Les jours viennent, dit le Seigneur,
Où la ville sera rebâtie au Seigneur,
Depuis la tour de Hananéel jusqu'à la porte de l'angle
Le cordeau s'étendra encore vis-à-vis,
Jusqu'à la colline de Gareb,
Et fera un circuit du côté de Goath.
Toute la vallée des Cadavres et de la Cendre,
Et tous les champs jusqu'au torrent de Cédron,
jusqu'à l'angle de la porte des Chevaux à l'orient,
Seront consacrés au Seigneur,
Et ne seront plus à jamais ni renversés ni détruits
(10).


   Cette description, prise au pied de la lettre, a tout particulièrement contribué à l'erreur d'une reconstruction juive de Jérusalem. Saint Jérôme l'a encore signalée et confondue. Il a savamment démontré que cette description se rapporte, dans un sens spirituel et selon la signification symbolique des noms hébreux, à l'édifice même de l'Église de Jésus-Christ : « Les Juifs, dit-il, et les judaïsants, indiquant cette tour d'Hananéel, et la porte de l'Angle, et la colline de Gareb, et Goath, et le torrent de Cédron, et la porte des Chevaux, en concluent que le sanctuaire du Seigneur, c'est-à-dire le Temple, sera reconstruit en cet endroit pour y subsister à jamais. Mais nous qui invoquons le Seigneur, pénétrons dans cet édifice dont le prophète a dit : Des choses glorieuses ont été annoncées de toi, ô cité de Dieu (11). » Et alors le savant docteur, si versé dans la connaissance de la langue hébraïque, découvrant la signification de tous les noms locaux qui se trouvent dans cette prophétie de Jérémie, en fait l'application spirituelle et morale à l'Église voyagère et militante ici-bas (12).

-=-=-

- [Énoncé 1]:
Réécrivez chaque ligne des enregistrements ci-dessous sous forme de liste numérotée, en omettant les lignes vides.

-=-=-

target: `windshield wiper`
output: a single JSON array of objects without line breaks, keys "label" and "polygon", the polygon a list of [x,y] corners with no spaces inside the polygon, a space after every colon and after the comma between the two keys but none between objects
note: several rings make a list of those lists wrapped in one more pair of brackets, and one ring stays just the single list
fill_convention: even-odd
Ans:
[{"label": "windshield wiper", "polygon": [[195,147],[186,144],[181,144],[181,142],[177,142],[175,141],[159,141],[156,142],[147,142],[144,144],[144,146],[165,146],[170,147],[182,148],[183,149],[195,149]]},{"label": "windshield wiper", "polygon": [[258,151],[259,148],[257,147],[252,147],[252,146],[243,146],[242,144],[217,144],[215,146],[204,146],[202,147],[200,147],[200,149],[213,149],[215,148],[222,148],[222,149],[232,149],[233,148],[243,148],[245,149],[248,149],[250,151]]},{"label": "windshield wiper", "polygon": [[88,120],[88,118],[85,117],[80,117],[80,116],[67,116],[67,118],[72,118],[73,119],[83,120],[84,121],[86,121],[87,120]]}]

-=-=-

- [Énoncé 2]:
Dans l'extrait sur la prophétie de Jérémie, répondez à ces questions :
(a) Jusqu'à quelle colline le cordeau s'étendra-t-il ?
(b) Qui a signalé et confondu l'erreur d'une reconstruction juive de Jérusalem ?
(c) À quoi le savant docteur applique-t-il la signification des noms locaux de la prophétie ?

- [Réponse attendue 1]:
1. target: `windshield wiper`
2. output: a single JSON array of objects without line breaks, keys "label" and "polygon", the polygon a list of [x,y] corners with no spaces inside the polygon, a space after every colon and after the comma between the two keys but none between objects
3. note: several rings make a list of those lists wrapped in one more pair of brackets, and one ring stays just the single list
4. fill_convention: even-odd
5. Ans:
6. [{"label": "windshield wiper", "polygon": [[195,147],[186,144],[181,144],[181,142],[177,142],[175,141],[159,141],[156,142],[147,142],[144,144],[144,146],[165,146],[170,147],[182,148],[183,149],[195,149]]},{"label": "windshield wiper", "polygon": [[258,151],[259,148],[257,147],[252,147],[252,146],[243,146],[242,144],[217,144],[215,146],[204,146],[202,147],[200,147],[200,149],[213,149],[215,148],[222,148],[222,149],[232,149],[233,148],[243,148],[245,149],[248,149],[250,151]]},{"label": "windshield wiper", "polygon": [[88,120],[88,118],[85,117],[80,117],[80,116],[67,116],[67,118],[72,118],[73,119],[83,120],[84,121],[86,121],[87,120]]}]

- [Réponse attendue 2]:
(a) Jusqu'à la colline de Gareb.
(b) Saint Jérôme.
(c) À l'Église voyagère et militante ici-bas, dans une application spirituelle et morale.